Pointing dataset records:
## Start

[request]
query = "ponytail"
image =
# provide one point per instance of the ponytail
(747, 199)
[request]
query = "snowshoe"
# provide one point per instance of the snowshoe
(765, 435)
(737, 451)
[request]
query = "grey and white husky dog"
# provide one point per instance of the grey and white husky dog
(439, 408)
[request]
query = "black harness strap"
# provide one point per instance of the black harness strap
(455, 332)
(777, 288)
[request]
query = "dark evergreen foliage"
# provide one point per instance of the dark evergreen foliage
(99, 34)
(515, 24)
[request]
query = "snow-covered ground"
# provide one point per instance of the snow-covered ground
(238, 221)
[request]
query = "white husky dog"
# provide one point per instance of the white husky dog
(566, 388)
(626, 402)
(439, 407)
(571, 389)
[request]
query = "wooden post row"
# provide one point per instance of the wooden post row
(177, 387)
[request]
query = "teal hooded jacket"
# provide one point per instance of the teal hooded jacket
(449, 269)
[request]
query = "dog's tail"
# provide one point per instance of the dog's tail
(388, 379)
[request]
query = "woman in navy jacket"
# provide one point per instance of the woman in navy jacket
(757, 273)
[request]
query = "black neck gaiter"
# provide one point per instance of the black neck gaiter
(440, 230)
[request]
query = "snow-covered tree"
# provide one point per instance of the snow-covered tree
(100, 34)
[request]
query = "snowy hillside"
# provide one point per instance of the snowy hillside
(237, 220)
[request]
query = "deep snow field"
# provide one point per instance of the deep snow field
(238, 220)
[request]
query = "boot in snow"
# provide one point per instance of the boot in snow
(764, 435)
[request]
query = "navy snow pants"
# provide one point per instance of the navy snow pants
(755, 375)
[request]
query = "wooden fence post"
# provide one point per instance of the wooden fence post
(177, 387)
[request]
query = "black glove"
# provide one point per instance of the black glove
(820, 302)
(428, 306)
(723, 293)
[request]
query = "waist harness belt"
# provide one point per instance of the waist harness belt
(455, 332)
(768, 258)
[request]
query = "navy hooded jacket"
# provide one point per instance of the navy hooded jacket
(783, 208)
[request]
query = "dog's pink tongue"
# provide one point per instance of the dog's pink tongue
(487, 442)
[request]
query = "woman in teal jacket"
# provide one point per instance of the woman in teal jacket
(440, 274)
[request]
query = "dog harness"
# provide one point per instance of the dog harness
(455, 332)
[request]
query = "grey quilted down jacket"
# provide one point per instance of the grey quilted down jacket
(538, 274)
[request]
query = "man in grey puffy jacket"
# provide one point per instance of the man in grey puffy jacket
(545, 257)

## End

(TASK STATEMENT): Which lines in the records above contain the word "fence"? Copy each of those lines.

(CORRECT RESULT):
query = "wooden fence post"
# provide one point per instance of the wooden fence post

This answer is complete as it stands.